━━ Extracted material ━━
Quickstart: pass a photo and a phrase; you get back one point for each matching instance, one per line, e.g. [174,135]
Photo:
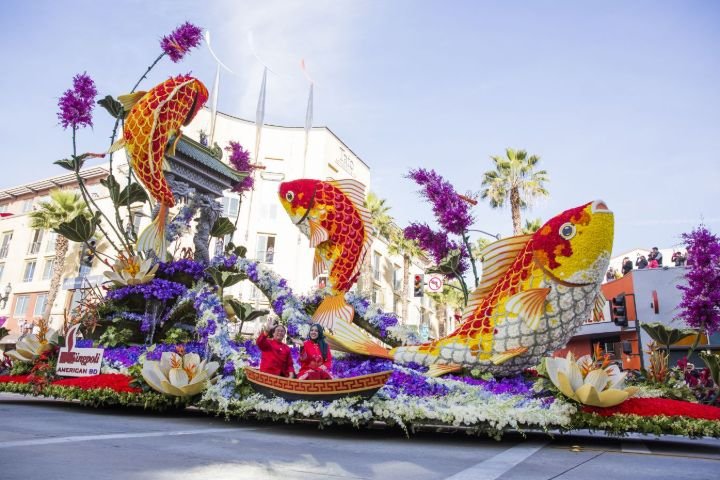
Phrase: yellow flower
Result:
[180,376]
[599,387]
[132,270]
[31,346]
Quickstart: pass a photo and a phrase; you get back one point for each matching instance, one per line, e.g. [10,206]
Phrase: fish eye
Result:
[567,231]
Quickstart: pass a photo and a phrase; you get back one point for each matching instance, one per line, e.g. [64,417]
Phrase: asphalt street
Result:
[45,439]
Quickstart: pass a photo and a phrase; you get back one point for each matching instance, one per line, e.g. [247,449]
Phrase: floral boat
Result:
[293,389]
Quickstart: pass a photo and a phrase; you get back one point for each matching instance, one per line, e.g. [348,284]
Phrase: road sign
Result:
[435,283]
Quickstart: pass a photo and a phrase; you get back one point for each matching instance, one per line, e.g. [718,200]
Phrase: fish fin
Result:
[498,257]
[318,233]
[437,370]
[348,337]
[129,100]
[503,357]
[320,264]
[118,145]
[599,308]
[153,236]
[530,305]
[332,308]
[173,147]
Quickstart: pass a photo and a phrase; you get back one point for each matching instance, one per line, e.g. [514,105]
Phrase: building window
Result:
[40,303]
[21,305]
[231,207]
[397,278]
[47,269]
[52,241]
[34,246]
[265,249]
[376,265]
[29,271]
[5,246]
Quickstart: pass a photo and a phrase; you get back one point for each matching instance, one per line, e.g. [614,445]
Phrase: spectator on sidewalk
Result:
[627,265]
[641,262]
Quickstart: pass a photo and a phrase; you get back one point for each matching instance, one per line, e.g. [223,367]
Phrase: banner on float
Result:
[78,362]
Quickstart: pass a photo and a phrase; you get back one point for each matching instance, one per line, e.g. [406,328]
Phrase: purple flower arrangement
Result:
[700,304]
[240,160]
[185,266]
[184,38]
[157,289]
[77,103]
[451,211]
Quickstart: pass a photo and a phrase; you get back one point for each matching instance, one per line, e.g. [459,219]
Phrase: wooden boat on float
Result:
[294,389]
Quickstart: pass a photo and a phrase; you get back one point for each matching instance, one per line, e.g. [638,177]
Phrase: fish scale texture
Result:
[151,122]
[347,233]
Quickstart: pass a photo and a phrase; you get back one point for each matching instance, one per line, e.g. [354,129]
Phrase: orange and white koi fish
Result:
[536,291]
[337,222]
[155,116]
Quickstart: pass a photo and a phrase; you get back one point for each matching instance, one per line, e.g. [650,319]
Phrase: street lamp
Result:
[4,298]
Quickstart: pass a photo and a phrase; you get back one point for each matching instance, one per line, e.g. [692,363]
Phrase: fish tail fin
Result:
[153,236]
[332,308]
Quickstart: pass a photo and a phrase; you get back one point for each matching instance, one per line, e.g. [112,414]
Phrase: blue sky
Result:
[620,99]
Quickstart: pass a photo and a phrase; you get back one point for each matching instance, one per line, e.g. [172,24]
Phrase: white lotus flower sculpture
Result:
[31,346]
[131,270]
[587,382]
[179,376]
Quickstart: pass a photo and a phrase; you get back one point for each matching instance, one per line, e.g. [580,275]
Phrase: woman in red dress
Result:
[275,357]
[315,356]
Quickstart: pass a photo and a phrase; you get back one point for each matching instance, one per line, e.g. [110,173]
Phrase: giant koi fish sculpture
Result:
[153,118]
[536,291]
[333,216]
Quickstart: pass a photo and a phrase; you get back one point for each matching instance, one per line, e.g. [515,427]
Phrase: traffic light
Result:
[418,285]
[88,254]
[618,310]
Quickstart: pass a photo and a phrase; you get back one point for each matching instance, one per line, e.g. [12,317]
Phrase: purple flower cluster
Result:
[184,38]
[240,160]
[700,305]
[451,211]
[184,266]
[436,244]
[509,385]
[156,288]
[382,321]
[77,103]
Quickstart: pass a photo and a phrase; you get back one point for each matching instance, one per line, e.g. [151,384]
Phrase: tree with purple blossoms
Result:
[700,304]
[514,181]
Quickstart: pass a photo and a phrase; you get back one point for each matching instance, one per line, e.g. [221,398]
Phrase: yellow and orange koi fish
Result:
[155,116]
[337,222]
[536,291]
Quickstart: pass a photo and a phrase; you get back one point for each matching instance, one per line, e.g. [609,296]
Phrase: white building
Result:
[263,226]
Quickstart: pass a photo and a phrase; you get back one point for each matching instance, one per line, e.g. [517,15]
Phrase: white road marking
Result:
[634,447]
[110,436]
[496,466]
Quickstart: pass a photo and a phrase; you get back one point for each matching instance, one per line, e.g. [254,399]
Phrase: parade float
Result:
[156,335]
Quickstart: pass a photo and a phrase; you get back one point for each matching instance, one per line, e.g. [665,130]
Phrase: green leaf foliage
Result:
[113,107]
[222,226]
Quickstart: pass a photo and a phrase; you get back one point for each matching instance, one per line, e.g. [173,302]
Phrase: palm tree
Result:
[63,206]
[532,226]
[399,245]
[515,180]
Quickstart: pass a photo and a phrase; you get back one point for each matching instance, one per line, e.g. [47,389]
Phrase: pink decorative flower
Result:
[184,38]
[76,104]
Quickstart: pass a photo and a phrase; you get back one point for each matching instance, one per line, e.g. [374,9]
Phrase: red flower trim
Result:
[14,378]
[649,407]
[113,381]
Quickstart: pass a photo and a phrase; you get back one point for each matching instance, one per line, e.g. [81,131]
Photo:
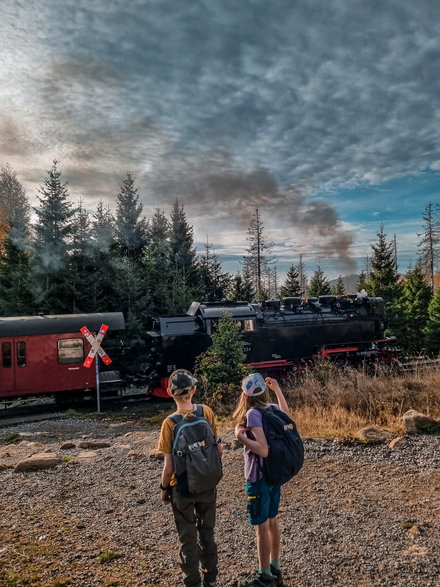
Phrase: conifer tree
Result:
[213,282]
[384,278]
[433,325]
[291,287]
[339,288]
[416,296]
[220,368]
[241,289]
[429,244]
[259,255]
[319,284]
[52,244]
[130,225]
[157,268]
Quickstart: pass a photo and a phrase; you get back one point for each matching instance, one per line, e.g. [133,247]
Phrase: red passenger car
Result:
[45,354]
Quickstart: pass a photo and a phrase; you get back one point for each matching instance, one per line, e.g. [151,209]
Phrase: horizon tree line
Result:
[71,261]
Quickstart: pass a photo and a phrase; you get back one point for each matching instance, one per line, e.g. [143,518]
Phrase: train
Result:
[45,354]
[284,335]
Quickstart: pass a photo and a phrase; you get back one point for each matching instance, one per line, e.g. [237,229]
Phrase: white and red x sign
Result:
[95,345]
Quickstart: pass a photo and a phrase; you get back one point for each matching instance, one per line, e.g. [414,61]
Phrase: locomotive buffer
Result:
[96,348]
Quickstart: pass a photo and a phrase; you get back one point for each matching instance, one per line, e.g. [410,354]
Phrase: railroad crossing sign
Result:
[95,345]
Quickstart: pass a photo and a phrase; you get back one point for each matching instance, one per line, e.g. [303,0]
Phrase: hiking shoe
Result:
[278,576]
[258,580]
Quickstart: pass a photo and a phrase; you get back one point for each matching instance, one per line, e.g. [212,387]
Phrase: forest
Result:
[59,258]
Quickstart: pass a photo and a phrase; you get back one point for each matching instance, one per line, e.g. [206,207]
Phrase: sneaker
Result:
[278,576]
[258,580]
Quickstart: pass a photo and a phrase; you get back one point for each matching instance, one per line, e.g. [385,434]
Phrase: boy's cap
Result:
[181,381]
[253,385]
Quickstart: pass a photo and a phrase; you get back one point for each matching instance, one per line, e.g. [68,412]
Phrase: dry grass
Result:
[333,402]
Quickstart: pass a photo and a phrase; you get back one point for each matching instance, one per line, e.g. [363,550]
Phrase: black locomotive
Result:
[277,335]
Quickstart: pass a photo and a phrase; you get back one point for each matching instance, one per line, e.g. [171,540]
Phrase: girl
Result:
[262,499]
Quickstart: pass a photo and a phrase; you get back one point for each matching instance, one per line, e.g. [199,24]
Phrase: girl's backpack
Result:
[286,449]
[197,463]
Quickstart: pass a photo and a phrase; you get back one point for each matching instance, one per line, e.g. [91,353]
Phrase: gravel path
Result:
[356,516]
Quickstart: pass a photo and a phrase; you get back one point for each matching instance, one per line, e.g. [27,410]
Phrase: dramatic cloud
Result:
[227,105]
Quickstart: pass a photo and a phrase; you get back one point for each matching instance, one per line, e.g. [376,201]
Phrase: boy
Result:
[194,516]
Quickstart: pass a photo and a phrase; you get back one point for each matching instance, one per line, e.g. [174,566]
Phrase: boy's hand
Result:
[272,384]
[165,496]
[240,430]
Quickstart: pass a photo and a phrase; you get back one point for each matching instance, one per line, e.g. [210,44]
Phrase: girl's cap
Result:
[253,385]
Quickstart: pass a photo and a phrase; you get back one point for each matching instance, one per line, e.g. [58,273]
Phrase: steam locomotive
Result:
[278,335]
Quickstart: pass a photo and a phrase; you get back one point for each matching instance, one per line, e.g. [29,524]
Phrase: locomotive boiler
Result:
[277,335]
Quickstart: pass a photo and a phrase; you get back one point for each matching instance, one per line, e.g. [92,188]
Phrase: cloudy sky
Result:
[324,114]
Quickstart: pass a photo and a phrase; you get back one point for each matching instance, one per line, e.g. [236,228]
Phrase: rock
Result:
[94,444]
[373,435]
[67,445]
[38,462]
[417,423]
[156,455]
[397,442]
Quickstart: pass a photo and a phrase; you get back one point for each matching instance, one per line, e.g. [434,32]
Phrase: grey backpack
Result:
[197,463]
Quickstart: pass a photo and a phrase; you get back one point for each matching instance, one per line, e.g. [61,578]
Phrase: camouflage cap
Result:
[181,382]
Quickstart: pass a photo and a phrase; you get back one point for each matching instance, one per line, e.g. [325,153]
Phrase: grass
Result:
[108,556]
[332,402]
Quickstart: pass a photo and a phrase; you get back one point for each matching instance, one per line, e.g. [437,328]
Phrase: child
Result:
[263,499]
[194,516]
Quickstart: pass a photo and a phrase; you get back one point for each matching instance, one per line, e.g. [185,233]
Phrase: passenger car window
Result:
[6,354]
[21,354]
[70,350]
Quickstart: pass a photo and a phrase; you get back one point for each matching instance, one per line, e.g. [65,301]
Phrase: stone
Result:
[37,462]
[372,434]
[397,442]
[94,444]
[417,423]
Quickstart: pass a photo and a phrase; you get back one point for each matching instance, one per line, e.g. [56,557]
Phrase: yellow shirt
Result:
[166,432]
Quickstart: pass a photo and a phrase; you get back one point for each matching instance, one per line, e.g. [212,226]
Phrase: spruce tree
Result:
[339,288]
[259,255]
[52,244]
[429,244]
[213,282]
[130,225]
[384,279]
[241,289]
[433,325]
[156,268]
[416,296]
[319,284]
[291,287]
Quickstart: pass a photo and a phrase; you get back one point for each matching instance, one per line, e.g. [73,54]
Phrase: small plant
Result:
[108,556]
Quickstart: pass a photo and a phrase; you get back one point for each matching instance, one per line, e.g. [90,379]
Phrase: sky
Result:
[323,114]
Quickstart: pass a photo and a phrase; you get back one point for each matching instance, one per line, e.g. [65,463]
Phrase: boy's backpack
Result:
[196,461]
[286,449]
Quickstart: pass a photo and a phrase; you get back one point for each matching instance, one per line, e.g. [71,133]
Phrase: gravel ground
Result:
[356,515]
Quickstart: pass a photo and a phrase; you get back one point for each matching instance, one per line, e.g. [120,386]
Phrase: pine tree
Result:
[292,286]
[319,284]
[241,289]
[157,268]
[429,245]
[416,296]
[220,368]
[14,210]
[53,241]
[433,326]
[339,288]
[213,282]
[130,225]
[259,255]
[384,279]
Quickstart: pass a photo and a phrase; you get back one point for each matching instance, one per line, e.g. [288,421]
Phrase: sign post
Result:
[96,348]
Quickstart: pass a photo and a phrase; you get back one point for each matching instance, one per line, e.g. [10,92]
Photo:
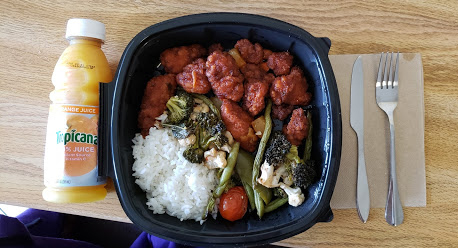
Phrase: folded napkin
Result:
[409,134]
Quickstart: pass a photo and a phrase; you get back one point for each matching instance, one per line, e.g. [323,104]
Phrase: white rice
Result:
[172,184]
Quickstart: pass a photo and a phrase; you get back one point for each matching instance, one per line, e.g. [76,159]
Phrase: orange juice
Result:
[70,164]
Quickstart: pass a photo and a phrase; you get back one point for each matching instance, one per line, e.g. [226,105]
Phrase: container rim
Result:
[320,212]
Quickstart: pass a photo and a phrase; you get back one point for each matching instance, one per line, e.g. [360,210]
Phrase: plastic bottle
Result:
[70,164]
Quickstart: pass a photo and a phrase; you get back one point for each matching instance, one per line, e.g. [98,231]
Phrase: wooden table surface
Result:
[32,39]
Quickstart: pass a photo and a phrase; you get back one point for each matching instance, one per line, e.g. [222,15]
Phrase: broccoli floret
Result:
[279,192]
[180,107]
[303,173]
[219,128]
[207,120]
[277,148]
[206,139]
[181,130]
[194,153]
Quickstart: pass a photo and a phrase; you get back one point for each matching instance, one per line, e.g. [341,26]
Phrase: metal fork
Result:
[386,94]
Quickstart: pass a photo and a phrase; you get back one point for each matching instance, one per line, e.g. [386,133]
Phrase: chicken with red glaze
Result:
[157,92]
[255,92]
[280,63]
[251,53]
[224,76]
[253,71]
[215,47]
[291,89]
[238,123]
[193,78]
[281,112]
[297,128]
[176,58]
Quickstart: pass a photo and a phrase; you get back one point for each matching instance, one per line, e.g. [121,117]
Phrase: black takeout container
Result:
[121,99]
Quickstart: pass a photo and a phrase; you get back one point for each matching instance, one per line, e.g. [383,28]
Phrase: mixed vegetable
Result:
[256,165]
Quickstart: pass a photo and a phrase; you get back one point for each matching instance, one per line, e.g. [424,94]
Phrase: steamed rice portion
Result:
[172,184]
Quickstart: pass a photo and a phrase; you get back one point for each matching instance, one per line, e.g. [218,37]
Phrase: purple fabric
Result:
[37,229]
[14,233]
[147,240]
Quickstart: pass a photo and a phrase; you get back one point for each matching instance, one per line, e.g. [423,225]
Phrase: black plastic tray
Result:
[121,99]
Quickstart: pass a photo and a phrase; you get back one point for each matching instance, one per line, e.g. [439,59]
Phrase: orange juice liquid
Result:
[70,165]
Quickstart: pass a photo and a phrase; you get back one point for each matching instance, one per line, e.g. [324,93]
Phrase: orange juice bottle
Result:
[70,164]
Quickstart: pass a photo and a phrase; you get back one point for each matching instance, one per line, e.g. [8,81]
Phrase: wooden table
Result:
[32,38]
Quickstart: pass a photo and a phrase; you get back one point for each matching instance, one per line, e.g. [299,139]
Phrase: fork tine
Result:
[379,74]
[395,82]
[390,79]
[385,73]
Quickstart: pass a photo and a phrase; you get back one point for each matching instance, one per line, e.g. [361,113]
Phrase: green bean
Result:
[250,193]
[231,160]
[259,204]
[262,144]
[244,166]
[244,169]
[308,141]
[209,102]
[225,177]
[264,192]
[275,204]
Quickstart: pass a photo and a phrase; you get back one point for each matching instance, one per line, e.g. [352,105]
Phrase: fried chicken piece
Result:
[238,123]
[193,78]
[280,63]
[281,112]
[291,89]
[176,58]
[157,92]
[224,76]
[253,99]
[249,52]
[297,128]
[215,47]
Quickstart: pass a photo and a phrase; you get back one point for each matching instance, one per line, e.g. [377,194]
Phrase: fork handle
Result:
[394,214]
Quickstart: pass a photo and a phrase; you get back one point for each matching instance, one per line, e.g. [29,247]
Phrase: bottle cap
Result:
[85,27]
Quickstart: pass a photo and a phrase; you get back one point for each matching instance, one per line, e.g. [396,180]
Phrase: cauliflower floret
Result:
[201,107]
[190,140]
[267,174]
[215,159]
[230,139]
[270,177]
[295,196]
[227,148]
━━━
**Written exercise:**
Beginning with the line that contains "line, e.g. [352,105]", repeat every line through the end of the records and nothing more.

**Solution for this task:**
Quickstart: pass a photo and a phrase; you get back one point for each matching instance, one per line, e.g. [352,105]
Phrase: fried chicken piece
Result:
[238,123]
[193,78]
[280,63]
[281,112]
[291,89]
[176,58]
[157,92]
[224,76]
[253,99]
[249,52]
[297,128]
[215,47]
Quickstart: pass a photo and a phrase; you get back one point for each matching instance, one per line, e.g. [377,194]
Phrase: fork handle
Result:
[394,214]
Quickstart: pass a photo and a phrase; you get back one point for each matching instance, one per line, e.g. [29,247]
Phrase: bottle cap
Result:
[85,27]
Quickstart: pass a photo and a phrase; you get back one point for each matching instance, one per line, e.g. [396,180]
Phrase: cauliflower floret
Result:
[201,107]
[190,140]
[267,174]
[215,159]
[230,139]
[270,177]
[295,196]
[227,148]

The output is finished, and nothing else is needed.